**Short exercise**. Please collect every line in the entries below that contains the string "canopy", and copy each of those lines in full. Case counts, so match only that exact capitalization.

**Dataset rows**.
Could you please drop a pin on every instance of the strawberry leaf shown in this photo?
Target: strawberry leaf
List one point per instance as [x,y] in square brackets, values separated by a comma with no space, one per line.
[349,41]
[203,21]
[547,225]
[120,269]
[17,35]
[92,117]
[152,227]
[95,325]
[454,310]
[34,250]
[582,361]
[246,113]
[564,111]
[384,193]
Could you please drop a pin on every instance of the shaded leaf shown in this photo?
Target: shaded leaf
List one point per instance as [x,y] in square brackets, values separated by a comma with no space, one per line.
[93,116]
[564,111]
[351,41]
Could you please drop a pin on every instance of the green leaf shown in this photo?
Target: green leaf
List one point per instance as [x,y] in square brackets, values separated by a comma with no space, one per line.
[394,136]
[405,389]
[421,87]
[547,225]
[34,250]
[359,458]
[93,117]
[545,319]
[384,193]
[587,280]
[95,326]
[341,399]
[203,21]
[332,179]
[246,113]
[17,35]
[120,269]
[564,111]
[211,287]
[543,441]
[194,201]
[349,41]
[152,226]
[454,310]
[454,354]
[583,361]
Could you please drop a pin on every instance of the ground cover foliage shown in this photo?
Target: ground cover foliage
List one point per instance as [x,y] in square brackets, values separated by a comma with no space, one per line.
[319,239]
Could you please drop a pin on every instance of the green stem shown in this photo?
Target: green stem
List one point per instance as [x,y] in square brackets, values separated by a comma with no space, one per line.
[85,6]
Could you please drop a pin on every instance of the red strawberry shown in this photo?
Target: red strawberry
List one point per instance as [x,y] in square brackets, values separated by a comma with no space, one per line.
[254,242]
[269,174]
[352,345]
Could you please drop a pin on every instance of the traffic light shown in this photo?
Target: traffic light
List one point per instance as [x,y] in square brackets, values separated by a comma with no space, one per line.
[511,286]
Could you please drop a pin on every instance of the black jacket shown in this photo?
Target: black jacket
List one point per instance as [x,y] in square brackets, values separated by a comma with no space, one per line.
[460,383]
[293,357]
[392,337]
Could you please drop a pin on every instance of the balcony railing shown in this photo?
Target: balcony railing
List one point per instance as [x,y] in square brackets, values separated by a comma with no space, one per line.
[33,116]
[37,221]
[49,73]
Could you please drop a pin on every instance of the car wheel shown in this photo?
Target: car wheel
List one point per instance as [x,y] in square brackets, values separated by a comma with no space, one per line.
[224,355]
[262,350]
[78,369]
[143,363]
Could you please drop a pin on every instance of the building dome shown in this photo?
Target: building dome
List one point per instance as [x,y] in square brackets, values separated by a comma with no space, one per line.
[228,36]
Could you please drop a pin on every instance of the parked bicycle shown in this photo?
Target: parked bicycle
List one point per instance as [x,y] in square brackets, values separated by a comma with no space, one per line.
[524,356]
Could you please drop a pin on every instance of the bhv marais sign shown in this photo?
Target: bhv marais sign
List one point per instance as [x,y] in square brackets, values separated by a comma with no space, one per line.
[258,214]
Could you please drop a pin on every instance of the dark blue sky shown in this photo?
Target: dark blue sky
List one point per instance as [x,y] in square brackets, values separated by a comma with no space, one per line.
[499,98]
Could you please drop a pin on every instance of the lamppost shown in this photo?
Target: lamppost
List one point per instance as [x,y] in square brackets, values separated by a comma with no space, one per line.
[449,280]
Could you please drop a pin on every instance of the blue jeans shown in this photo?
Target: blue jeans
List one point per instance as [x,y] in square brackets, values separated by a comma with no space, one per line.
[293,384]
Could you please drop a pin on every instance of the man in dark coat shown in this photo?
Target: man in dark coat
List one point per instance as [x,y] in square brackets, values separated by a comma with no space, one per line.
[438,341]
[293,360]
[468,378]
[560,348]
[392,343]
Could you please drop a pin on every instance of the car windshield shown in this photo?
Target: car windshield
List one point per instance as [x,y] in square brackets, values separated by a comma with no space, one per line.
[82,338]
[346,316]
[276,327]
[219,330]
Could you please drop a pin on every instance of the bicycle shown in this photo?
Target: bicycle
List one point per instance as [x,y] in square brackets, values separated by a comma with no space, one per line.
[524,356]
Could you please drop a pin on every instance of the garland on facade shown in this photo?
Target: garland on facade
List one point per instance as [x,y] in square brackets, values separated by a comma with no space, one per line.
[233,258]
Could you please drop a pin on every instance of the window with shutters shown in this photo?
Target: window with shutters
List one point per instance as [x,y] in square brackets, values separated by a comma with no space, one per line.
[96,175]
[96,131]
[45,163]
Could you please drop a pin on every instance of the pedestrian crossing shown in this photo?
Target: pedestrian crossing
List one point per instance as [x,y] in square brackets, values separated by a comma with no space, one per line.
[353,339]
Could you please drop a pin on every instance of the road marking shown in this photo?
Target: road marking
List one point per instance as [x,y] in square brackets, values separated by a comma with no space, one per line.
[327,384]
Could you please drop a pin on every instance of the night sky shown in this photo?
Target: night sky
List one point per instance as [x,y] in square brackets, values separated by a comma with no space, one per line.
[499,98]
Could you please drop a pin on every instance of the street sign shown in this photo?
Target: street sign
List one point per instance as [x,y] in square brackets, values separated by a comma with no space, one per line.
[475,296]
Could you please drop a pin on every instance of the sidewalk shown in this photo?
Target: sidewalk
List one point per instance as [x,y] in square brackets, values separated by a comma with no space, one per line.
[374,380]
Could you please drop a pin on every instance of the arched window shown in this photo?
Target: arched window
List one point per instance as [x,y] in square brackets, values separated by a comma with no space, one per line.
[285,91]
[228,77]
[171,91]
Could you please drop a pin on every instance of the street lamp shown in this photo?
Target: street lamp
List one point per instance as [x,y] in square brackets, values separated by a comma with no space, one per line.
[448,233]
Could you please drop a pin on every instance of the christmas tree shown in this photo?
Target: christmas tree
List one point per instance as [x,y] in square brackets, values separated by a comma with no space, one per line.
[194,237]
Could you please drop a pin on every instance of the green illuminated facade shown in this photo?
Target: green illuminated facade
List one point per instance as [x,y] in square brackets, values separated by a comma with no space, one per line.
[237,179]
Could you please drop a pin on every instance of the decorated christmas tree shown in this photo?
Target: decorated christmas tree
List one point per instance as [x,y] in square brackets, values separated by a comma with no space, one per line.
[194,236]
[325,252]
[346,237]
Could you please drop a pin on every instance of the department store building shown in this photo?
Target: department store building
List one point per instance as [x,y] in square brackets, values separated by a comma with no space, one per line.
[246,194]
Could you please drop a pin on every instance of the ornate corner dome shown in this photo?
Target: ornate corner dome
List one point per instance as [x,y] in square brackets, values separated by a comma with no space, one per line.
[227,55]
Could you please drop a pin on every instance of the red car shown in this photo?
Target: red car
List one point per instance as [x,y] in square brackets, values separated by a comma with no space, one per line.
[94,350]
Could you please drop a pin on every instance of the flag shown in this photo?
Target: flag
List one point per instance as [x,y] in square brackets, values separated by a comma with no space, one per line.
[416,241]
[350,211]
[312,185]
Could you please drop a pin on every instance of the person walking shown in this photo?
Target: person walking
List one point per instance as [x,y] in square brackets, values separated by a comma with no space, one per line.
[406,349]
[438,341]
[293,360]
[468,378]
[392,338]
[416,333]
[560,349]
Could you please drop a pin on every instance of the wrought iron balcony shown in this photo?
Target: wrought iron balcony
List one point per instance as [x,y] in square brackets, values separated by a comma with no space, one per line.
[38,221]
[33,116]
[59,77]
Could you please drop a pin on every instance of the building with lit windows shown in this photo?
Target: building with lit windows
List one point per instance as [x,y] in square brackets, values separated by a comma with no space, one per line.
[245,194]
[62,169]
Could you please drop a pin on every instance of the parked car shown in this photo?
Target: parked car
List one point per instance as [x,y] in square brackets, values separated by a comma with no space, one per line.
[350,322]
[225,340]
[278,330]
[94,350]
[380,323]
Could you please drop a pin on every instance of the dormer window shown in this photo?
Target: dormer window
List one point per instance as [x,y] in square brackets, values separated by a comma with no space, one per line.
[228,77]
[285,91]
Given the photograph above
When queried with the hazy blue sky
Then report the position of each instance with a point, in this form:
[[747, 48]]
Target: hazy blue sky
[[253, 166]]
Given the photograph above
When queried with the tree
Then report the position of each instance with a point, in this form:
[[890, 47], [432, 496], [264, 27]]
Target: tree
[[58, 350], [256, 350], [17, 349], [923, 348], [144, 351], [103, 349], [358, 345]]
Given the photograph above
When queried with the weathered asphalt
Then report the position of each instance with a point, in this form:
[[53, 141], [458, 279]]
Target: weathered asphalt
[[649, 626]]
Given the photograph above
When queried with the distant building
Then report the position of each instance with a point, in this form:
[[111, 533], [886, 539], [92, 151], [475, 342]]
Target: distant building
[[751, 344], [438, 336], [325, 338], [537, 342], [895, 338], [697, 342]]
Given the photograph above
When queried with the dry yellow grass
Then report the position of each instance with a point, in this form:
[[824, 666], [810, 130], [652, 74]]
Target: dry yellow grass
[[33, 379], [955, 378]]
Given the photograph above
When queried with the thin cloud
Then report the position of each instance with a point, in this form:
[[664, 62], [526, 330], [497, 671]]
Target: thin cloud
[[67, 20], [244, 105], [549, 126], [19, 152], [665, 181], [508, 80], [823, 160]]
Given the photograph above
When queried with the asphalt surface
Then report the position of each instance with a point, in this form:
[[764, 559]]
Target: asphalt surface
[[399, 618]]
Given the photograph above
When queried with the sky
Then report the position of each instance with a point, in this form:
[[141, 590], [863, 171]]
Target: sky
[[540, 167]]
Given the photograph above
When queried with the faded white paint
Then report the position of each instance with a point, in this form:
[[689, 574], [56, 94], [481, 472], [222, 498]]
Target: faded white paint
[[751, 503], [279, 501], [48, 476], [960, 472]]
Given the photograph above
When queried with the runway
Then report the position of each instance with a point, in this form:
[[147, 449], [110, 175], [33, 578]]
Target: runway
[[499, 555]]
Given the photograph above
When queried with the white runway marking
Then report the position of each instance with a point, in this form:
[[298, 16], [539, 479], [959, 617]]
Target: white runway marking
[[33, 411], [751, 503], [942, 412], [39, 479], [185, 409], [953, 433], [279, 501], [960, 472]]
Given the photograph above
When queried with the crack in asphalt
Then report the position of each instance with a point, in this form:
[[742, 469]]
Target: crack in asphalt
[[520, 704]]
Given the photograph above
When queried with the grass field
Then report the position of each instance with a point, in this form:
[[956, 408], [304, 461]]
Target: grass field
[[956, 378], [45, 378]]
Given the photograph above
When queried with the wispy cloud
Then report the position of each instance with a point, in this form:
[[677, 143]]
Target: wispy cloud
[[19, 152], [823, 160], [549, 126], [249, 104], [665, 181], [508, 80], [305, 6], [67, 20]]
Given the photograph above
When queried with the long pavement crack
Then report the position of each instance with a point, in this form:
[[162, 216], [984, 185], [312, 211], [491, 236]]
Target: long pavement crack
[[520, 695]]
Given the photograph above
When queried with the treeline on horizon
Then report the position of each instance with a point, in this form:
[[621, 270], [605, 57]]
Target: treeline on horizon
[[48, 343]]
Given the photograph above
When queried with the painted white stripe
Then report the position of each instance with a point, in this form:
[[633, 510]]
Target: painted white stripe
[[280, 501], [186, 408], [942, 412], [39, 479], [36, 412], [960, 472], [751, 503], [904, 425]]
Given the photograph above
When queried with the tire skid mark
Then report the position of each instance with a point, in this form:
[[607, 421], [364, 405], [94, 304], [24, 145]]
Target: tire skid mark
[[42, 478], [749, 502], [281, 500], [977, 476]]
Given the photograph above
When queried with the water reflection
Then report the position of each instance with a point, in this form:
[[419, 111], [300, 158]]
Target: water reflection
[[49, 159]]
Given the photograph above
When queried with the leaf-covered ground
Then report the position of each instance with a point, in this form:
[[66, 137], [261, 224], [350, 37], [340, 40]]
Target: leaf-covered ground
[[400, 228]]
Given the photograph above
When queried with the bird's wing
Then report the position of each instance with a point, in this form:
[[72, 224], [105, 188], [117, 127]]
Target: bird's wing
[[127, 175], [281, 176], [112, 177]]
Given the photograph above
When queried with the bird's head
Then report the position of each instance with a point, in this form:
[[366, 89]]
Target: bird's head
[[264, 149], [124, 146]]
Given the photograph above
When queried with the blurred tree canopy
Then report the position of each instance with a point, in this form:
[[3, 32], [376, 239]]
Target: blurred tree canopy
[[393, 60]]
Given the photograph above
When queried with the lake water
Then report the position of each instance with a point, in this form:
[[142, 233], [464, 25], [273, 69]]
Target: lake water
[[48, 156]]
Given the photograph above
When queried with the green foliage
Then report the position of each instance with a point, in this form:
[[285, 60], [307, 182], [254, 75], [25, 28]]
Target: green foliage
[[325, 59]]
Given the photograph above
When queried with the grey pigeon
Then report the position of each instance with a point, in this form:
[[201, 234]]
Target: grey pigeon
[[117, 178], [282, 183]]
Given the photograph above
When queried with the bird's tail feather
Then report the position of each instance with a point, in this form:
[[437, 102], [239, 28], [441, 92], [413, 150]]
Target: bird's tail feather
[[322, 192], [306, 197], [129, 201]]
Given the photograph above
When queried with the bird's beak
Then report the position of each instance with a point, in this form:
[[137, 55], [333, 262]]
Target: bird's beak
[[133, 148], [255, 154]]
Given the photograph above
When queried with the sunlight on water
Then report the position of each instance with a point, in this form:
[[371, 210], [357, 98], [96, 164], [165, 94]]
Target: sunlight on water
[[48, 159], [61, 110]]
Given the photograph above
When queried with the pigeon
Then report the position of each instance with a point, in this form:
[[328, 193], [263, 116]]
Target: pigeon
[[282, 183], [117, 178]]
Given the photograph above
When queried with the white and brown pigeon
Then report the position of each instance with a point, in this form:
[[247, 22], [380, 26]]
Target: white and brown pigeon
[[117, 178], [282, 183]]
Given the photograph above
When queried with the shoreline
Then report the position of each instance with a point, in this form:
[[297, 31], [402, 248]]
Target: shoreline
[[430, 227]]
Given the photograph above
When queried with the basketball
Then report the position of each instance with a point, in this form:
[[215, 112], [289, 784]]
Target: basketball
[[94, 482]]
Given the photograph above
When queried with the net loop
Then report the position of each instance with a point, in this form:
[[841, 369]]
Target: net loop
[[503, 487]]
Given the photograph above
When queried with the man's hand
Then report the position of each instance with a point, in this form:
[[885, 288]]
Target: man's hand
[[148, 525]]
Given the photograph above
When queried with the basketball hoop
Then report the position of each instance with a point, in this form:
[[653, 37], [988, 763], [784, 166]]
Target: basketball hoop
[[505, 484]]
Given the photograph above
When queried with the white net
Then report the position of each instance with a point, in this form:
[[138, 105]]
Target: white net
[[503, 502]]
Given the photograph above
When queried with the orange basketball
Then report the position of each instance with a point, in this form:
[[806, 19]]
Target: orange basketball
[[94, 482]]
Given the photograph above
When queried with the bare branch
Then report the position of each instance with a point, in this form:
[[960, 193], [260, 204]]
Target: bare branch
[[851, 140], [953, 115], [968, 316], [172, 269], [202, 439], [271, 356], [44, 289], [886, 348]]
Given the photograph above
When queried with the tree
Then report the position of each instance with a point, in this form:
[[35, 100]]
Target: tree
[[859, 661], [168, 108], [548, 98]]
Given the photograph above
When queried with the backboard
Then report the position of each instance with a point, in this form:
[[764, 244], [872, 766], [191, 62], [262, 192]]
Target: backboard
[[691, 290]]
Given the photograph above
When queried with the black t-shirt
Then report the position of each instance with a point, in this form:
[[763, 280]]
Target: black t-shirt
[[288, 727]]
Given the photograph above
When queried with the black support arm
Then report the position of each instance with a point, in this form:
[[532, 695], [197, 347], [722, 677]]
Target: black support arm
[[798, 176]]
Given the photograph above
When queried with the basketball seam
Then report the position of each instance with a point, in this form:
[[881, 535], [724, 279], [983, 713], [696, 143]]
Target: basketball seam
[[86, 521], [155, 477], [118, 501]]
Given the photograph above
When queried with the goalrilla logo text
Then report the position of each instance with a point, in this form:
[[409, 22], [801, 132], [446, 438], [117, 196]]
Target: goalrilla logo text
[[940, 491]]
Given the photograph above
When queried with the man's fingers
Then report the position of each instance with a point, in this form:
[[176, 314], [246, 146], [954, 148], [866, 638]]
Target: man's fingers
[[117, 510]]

**Output of the task**.
When queried with the blurred tree canopy
Target: blurred tree canopy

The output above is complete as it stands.